(INPUT FOR THIS TASK)
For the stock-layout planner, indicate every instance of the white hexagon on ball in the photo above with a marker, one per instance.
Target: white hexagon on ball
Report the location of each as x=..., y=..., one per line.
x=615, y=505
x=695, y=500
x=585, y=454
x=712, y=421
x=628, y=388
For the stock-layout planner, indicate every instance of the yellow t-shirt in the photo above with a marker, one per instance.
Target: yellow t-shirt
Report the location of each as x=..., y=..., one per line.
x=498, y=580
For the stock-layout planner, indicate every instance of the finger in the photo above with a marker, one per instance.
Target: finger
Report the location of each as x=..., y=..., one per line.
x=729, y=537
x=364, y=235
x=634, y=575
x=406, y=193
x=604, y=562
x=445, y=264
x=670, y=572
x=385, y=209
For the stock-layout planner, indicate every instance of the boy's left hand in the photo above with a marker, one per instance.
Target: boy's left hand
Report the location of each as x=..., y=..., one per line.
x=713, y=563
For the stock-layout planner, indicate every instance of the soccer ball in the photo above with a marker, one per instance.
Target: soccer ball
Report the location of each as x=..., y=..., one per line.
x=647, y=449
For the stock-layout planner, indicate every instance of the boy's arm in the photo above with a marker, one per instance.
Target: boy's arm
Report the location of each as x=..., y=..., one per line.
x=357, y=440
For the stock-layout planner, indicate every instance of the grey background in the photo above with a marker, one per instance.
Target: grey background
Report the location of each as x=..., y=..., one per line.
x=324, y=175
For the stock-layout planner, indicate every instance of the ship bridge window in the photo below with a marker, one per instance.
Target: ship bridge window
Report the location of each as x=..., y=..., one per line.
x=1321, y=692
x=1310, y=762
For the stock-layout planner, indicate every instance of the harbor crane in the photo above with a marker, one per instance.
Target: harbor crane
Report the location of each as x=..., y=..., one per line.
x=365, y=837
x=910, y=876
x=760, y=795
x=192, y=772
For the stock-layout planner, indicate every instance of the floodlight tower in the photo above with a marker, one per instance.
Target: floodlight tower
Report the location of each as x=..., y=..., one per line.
(End INPUT FOR THIS TASK)
Exact retyping of all the entries is required.

For the stock-layout planner, indicate every instance of the white hexagon on ball in the photo above with a marker, one per instance.
Target: white hexagon on ball
Report the location of each as x=..., y=..., one per line.
x=615, y=505
x=695, y=500
x=585, y=454
x=712, y=421
x=628, y=388
For the stock-layout planner, indicate every instance of the yellow t-shirt in the photo above with a marker, one per instance.
Target: yellow t-shirt
Report the location of each as x=..., y=..., one per line.
x=498, y=580
For the stock-layout planner, indicate every instance of the finger in the photo above with a marker, one per instance.
Target: finger
Report the location of each as x=..., y=..., one per line.
x=729, y=537
x=364, y=235
x=634, y=575
x=406, y=193
x=604, y=562
x=445, y=264
x=670, y=572
x=385, y=209
For the stock-layout planner, indicate every instance of the boy's left hand in the photo above with a marker, one per instance.
Target: boy's left hand
Report the location of each as x=..., y=..., one per line.
x=713, y=563
For the stock-layout planner, indicate every instance of the soccer ball in the photo above with a marker, one per instance.
Target: soccer ball
Report the location of each as x=..., y=..., one per line.
x=647, y=449
For the stock-layout planner, indicate every instance of the boy's arm in the photo above with a marker, one per instance.
Target: boy's arm
Report the location of each as x=..., y=..., one per line.
x=357, y=440
For the stock-layout planner, indicate every instance of the grey background in the photo above with a marker, one per instance.
Target: grey background
Report the location of each as x=..., y=..., one per line.
x=324, y=175
For the stock-layout planner, indicate every instance of the ship bridge window in the photo below with a marker, one per instance.
Target: ship bridge window
Report the location of each as x=..., y=..., one per line.
x=1321, y=692
x=1310, y=762
For the stock-layout planner, indicate every instance of the harbor crane in the photo above with a marker, one per instance.
Target: harbor crane
Report the location of each as x=..., y=..., one per line.
x=365, y=837
x=910, y=876
x=760, y=795
x=192, y=772
For the stock-layout planner, indicate every instance of the floodlight tower in the photo above with a marker, one per instance.
Target: floodlight tower
Report the location of each as x=..., y=..., one per line.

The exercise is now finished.